* BEGIN READING PASSAGE *

The Citizen and the State

 

“As soon as any man says of the affairs of the State "What does it matter to me?" the State may be given up for lost.” – Jean-Jacques Rousseau, The Social Contract
 
A recent editorial in the Barbados Advocate explored the nature of electoral promises and concluded, in my view, quite rightly that despite their certainty, definiteness and intelligibility in some cases, they nevertheless remain legally unenforceable by the electorate in case of a failure or refusal to perform by the promising party simply because they lacked the quality of any common intention between the parties that such breaches of promise would be the subject matter of litigation in a court of law. Hence the opinion that these promises were not “worth the paper on which they were printed.”
 
There was the further contention that the promise on the part of the political party in return for the exercise of the elector’s franchise in its favour created rather a status relationship of the government and the governed or the citizen and the state; a relationship of unequal bargaining power that left the citizen/elector with the sole remedy of exercising his or her franchise against the candidate for the breaching party at the next general election. Since this applies no matter which of the two major parties forms the governing administration, the elector is reasonably likely to feel him or herself stuck between Scylla and Charybdis in electoral choice. The acronym “DBLP” to express this frustration is swiftly gaining currency among the local bloggerati.

* END READING PASSAGE *

### EXERCISE 1
Could you duplicate every one of the photo-labeling entries below, line for line, but leave the pictures out?
The entries after this point have no connection to the essay.

* BEGIN LISTED RECORDS *

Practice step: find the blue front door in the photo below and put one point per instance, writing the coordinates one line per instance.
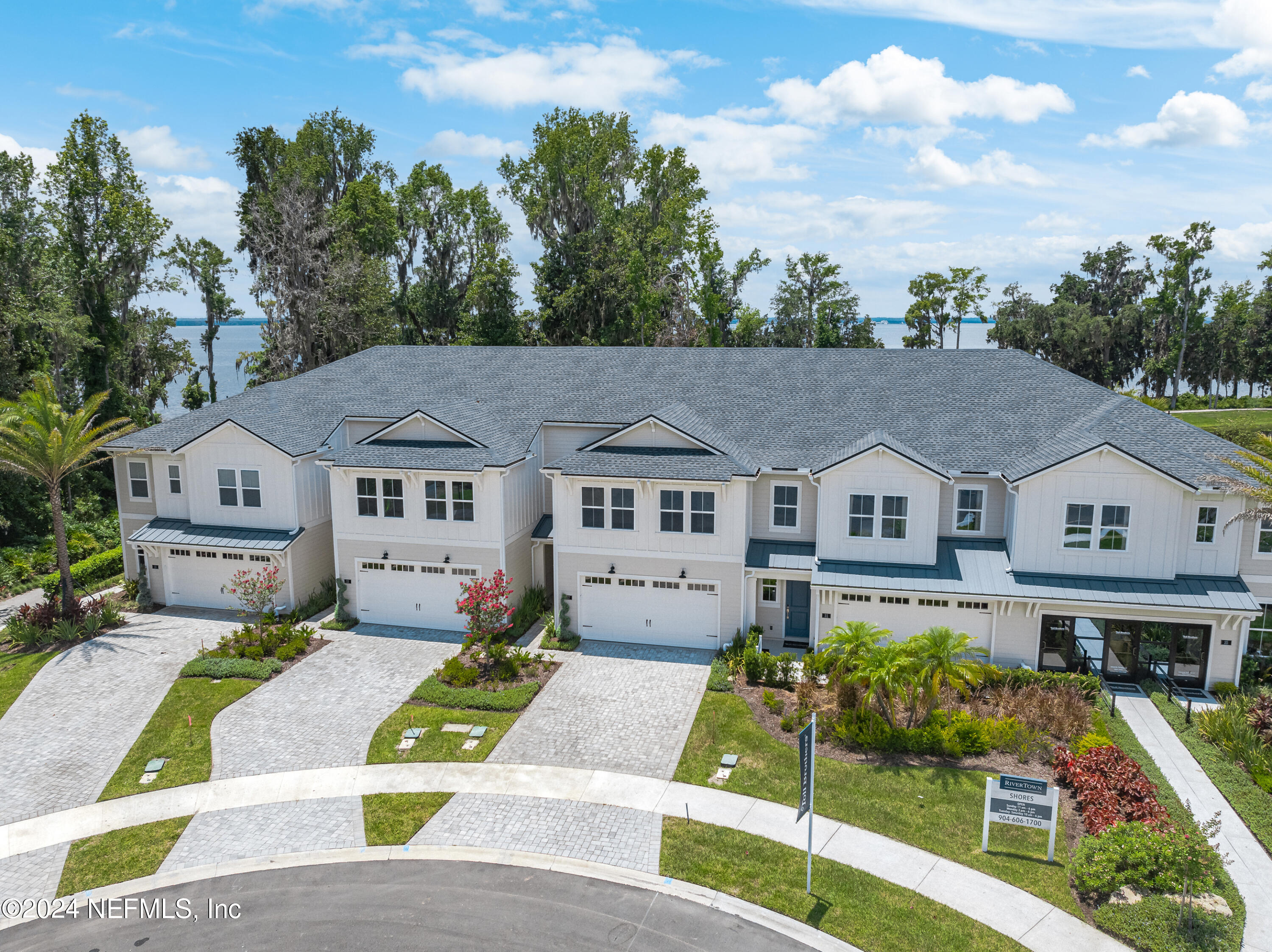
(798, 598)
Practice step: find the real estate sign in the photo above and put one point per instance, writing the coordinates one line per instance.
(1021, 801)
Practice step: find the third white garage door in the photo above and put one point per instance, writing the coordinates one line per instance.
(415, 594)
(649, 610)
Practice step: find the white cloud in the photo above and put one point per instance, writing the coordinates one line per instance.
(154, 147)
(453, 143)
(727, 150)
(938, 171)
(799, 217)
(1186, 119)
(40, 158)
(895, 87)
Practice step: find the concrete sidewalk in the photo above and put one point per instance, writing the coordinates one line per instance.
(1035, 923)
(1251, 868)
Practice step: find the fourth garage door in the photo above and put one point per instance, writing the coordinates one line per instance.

* END LISTED RECORDS *

### EXERCISE 2
Which qualities does the essay on the citizen and the state say electoral promises have in some cases?

### WRITTEN ANSWER 1
Practice step: find the blue front door in the photo below and put one point per instance, writing the coordinates one line per instance.
(798, 598)
Practice step: find the real estate sign in the photo above and put one point per instance, writing the coordinates one line per instance.
(1021, 801)
Practice step: find the third white garage door in the photo above and put one point per instance, writing the coordinates one line per instance.
(415, 594)
(649, 610)
Practice step: find the white cloud in the photo above and put one point per instance, writing the coordinates one line per instance.
(154, 147)
(453, 143)
(727, 150)
(938, 171)
(799, 217)
(1186, 119)
(40, 158)
(895, 87)
Practice step: find the concrete sidewalk in the photo above and put one point per instance, writing the coordinates one line per instance.
(1035, 923)
(1251, 868)
Practice step: find the fourth garage door in the photo above and put one point per instance, writing the coordinates one line per instance.

### WRITTEN ANSWER 2
- Certainty
- Definiteness
- Intelligibility